## [What you will do]
The expected answer is the set of lines in the data below between the line holding "form | each point like <point>451,372</point>" and the line holding "form | each point like <point>479,374</point>", inclusive, written out exactly.

## [Input for this task]
====

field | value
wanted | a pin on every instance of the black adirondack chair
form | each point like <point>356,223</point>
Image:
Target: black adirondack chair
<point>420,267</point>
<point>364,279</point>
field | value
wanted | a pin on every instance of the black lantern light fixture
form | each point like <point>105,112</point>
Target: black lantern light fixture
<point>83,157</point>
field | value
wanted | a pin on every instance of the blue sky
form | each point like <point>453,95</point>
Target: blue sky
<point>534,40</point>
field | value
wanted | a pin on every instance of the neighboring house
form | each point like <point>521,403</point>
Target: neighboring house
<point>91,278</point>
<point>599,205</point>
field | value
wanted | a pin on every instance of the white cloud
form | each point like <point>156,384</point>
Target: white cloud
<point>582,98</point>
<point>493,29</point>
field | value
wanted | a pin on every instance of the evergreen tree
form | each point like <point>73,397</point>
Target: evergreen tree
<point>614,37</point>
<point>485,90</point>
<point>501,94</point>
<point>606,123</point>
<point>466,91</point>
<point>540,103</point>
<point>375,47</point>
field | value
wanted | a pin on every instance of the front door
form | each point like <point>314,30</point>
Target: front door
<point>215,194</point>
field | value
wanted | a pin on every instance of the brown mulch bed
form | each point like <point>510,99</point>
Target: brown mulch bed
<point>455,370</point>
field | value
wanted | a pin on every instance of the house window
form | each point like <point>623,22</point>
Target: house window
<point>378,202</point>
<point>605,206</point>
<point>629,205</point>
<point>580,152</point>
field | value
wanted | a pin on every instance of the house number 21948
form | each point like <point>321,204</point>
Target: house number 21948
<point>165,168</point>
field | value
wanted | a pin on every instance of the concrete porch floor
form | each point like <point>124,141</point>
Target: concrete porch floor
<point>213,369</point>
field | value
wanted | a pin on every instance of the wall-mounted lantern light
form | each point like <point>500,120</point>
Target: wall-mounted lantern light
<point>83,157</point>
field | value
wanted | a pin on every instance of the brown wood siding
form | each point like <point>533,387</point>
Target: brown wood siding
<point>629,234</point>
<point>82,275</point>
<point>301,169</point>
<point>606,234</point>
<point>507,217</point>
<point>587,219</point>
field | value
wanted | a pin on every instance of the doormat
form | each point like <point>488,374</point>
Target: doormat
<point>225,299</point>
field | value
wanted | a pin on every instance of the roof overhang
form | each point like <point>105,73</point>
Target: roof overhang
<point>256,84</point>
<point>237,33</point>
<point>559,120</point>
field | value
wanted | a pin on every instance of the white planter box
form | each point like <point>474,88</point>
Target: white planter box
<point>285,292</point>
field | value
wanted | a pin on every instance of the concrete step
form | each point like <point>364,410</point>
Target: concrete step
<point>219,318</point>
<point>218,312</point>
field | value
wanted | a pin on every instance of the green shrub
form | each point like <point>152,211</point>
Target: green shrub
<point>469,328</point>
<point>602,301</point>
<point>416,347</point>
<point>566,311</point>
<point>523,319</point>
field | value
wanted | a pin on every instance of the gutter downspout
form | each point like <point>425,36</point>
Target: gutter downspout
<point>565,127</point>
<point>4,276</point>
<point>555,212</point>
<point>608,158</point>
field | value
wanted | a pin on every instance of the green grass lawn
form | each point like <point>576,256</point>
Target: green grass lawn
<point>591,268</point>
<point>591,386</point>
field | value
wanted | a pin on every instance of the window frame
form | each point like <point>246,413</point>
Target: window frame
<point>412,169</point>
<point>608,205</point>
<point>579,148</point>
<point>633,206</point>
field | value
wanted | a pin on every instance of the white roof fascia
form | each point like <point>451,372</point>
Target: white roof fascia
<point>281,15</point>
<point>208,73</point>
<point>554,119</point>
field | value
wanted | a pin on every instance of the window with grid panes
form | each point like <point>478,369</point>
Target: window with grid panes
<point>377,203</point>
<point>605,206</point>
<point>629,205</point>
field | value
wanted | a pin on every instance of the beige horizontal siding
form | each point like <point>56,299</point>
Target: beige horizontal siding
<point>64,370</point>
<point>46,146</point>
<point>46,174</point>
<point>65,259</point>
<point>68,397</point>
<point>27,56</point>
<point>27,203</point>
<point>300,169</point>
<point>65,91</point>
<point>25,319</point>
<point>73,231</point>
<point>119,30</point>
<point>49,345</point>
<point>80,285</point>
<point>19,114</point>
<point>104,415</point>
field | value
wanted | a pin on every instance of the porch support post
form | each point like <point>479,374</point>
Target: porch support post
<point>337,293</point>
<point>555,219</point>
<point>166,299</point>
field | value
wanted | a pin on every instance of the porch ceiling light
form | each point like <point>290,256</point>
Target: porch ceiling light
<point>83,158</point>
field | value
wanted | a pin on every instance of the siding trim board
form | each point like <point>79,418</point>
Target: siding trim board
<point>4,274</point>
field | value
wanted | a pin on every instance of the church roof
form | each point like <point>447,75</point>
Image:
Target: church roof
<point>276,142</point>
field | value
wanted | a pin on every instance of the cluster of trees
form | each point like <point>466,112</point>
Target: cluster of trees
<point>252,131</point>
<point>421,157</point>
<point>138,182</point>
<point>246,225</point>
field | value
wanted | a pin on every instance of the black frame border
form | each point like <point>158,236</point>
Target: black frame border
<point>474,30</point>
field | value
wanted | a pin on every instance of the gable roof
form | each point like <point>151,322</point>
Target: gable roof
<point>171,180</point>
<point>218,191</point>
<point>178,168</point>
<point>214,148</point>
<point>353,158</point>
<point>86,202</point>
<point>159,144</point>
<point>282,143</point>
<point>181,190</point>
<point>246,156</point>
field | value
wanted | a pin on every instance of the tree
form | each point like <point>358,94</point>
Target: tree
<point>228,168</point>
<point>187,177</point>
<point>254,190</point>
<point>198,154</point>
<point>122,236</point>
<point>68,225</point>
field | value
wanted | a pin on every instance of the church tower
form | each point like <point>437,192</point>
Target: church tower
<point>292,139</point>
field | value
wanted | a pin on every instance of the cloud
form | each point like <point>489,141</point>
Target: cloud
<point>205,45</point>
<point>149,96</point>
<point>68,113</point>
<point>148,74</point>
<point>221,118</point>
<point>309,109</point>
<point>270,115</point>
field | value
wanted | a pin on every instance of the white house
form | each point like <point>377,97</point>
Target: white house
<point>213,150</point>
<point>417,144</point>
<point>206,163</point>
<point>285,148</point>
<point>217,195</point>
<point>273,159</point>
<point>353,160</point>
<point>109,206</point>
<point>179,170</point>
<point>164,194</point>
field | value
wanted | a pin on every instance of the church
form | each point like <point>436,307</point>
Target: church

====

## [Written response]
form | each point like <point>451,372</point>
Target: white roof fascia
<point>281,15</point>
<point>208,73</point>
<point>554,119</point>
field | value
wanted | a pin on every instance of the window with grid panes
form | each point like <point>478,369</point>
Target: window with grid panes
<point>377,203</point>
<point>605,206</point>
<point>629,205</point>
field | value
wanted | a pin on every instance of the beige horizontal siding
form | each point like <point>56,299</point>
Target: beige horizontal siding
<point>64,370</point>
<point>46,146</point>
<point>46,174</point>
<point>65,259</point>
<point>68,397</point>
<point>27,56</point>
<point>27,203</point>
<point>300,169</point>
<point>65,91</point>
<point>25,319</point>
<point>73,231</point>
<point>119,30</point>
<point>49,345</point>
<point>80,285</point>
<point>19,114</point>
<point>104,415</point>
field | value
wanted | a pin on every instance of the porch support post
form | each point like <point>479,374</point>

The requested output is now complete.